──────── Record list ────────
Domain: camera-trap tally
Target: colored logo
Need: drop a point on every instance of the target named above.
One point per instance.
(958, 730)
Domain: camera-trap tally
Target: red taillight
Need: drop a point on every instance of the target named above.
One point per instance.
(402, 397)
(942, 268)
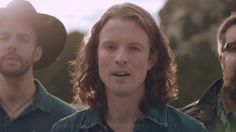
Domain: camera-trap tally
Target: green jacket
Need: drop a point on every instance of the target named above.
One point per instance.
(158, 119)
(209, 109)
(40, 116)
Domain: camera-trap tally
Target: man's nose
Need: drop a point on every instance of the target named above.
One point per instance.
(12, 44)
(121, 57)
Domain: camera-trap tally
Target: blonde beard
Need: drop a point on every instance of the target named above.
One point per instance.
(229, 87)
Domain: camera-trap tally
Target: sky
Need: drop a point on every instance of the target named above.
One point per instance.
(80, 15)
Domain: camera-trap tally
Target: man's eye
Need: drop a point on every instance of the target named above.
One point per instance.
(135, 49)
(4, 37)
(110, 47)
(23, 39)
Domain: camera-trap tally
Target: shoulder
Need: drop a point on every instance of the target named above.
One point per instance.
(176, 117)
(59, 106)
(70, 123)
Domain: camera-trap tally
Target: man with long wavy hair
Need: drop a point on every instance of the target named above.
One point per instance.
(125, 73)
(217, 107)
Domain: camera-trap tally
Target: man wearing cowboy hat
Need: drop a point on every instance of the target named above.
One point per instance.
(28, 41)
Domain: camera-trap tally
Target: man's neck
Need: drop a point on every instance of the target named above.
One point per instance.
(122, 112)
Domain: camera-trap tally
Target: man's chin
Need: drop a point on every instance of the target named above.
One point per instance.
(229, 87)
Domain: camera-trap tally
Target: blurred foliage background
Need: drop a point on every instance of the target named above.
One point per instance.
(191, 26)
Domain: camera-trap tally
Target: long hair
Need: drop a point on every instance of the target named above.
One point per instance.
(225, 25)
(160, 82)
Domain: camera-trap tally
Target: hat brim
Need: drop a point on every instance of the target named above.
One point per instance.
────────
• To be done:
Omit any images, then output the listing exactly.

• Exercise solution:
Domain: camera-trap tally
Target: colored logo
Need: drop a point on every instance of the target named above.
One point per instance.
(958, 730)
Domain: camera-trap tally
Target: red taillight
Need: drop a point on every instance of the target named above.
One point per instance.
(402, 397)
(942, 268)
Domain: camera-trap tally
Target: green jacket
Need: drop a point on every instance of the target named above.
One point per instance.
(158, 119)
(209, 109)
(40, 116)
Domain: camera-trap tally
Target: man's nose
Need: drop a point on every instance of the target named above.
One point per instance.
(12, 44)
(121, 57)
Domain: camera-trap tally
Target: blonde beard
Need: drop a point on every instance of the target named above.
One point per instance.
(229, 87)
Domain: camera-trap tally
Target: sky
Need: drop a point on every instance of the target named above.
One point per instance.
(80, 15)
Domain: camera-trap tally
Target: man's eye
Need: drop a point on every instance of the target named above.
One point per instance.
(135, 49)
(4, 37)
(110, 47)
(23, 39)
Domain: camera-trap tally
Target: shoulder
Need: drop a point on every instance of the target named above.
One point per instance.
(176, 117)
(59, 106)
(70, 123)
Domain: camera-trap tally
Target: man with long wavy hair
Need: drop a point on every instance of the target named above.
One point per instance.
(125, 73)
(217, 107)
Domain: camera-trap tally
Target: man wearing cowboy hat
Need: drop a point on every instance of the target named above.
One point per instance.
(28, 41)
Domain: camera-trap tally
Target: man's neck
Need: drop a point on every instance of the target named above.
One point per instance.
(122, 112)
Domain: camera-trap tally
Target: man's chin
Need: drop a point on every instance of the target named above.
One point per instance.
(229, 87)
Domain: camera-trap tally
Target: blurred foliage background
Need: drop a point on every instance of the target named above.
One point per instance.
(191, 26)
Domain: camera-trap tally
Target: long hair
Need: drop a point on every instance of the target named above.
One point per instance.
(225, 25)
(160, 82)
Domain: camera-trap tally
Target: hat brim
Need: drop a point on every instance of the target named above.
One point per instance.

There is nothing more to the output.